Berkel-Enschot – Sint-Caeciliakerk

Franssen-orgels Vermeulen-orgel Klop-orgel Organist Concerten Kerk Info

Kerkstraat 2, 
5056 AC Berkel-Enschot
Bekijk locatie op google/maps


De orgelgeschiedenis

De Nederlandse bisschoppen besloten in 1866 dat kerkelijke orkesten voortaan verboden waren. Hoewel er geen aanwijzingen zijn dat in Enschot vóór dat jaar instrumentalisten in de Mis speelden werd heel snel na dat besluit door het kerkbestuur toestemming gevraagd om een orgel aan te schaffen. Al op 3 mei 1869 werd het nieuwe instrument in gebruik genomen. 

Het Franssen-orgel (1869)

| Beschikbare gegevens |
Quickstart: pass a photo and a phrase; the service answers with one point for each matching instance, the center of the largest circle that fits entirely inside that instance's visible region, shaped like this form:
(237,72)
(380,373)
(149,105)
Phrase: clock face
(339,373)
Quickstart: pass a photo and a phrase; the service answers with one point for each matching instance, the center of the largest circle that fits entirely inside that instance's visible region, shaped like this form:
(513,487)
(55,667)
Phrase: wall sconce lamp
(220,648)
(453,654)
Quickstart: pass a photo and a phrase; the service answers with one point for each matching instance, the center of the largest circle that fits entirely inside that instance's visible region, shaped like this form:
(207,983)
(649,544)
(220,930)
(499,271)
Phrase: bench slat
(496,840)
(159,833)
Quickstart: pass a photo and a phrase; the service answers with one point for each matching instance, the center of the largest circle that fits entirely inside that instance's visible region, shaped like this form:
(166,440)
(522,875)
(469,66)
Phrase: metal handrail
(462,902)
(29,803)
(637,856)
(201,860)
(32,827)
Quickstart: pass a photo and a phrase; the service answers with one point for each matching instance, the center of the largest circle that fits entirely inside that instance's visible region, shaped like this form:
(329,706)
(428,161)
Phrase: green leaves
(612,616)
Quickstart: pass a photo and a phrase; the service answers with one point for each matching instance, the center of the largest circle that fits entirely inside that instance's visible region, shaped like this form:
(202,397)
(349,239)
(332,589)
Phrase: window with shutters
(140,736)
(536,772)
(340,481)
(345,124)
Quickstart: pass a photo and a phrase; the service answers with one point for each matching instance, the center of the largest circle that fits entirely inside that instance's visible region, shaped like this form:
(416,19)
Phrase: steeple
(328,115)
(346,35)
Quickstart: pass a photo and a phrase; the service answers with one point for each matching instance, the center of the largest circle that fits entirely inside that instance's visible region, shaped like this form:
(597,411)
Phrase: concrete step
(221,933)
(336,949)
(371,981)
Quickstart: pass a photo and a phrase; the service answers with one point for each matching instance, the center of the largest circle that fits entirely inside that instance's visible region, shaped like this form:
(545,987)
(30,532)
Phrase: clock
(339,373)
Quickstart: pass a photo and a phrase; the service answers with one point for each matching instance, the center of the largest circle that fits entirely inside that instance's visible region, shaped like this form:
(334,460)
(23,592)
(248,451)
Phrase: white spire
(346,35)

| Opgaven |
A. Op welke datum werd volgens de tekst over de orgelgeschiedenis van de Sint-Caeciliakerk het nieuwe orgel in gebruik genomen?
B. Zet de tekst over de orgelgeschiedenis van de Sint-Caeciliakerk voort na het kopje "Het Franssen-orgel (1869)".

| Antwoorden per onderdeel |
A. Op 3 mei 1869.

B.
De Gebroeders Franssen leverden voor fl 1025,- een (waarschijnlijk) mechanisch orgel met deze dispositie:

Hoofdwerk C-f”’ Pedaal C-c’
Principal 8′
Bourdon 8′
Salicionaal 8′
Prestant 4′
Flute 4′
Octave 2′
Trompette 8′ B/D
Aangehangen






Na de bouw van de nieuwe kerk in 1898-1904, werd vlak voor de sloop van de schuurkerk het orgel door orgelbouwer Smits in 1904 overgeplaatst naar de nieuwe kerk. Dit werd betaals uit twee legaten van de kerkmeesters Van Laarhoven en Pulskens.
In 1923 werd het orgel vernieuwd de firma Franssen uit Roermond.

Het Franssen-orgel (1924)

De Gebroeders Franssen leverden voor fl 5875,- een tweeklaviers orgel met pneumatische kegellladen met deze dispositie:

Hoofdwerk C-g”’ Positief
Bourdon 16′
Prestant 8′
Flute Harmonique 8′
Viola d’amour 8′
Prestant 4′
Mixtuur II-III st
Trompet 8′



Zacht gedekt 8′
Aeoline 8′ 
Voix Céleste 8′
Flute dolce 4′
__________________
Pedaal C-g’
Subbas 16′
= transmissie van
Bourdon 16′
van het Hoofdwerk

Het stond opgesteld op het oxaal achter in de toren.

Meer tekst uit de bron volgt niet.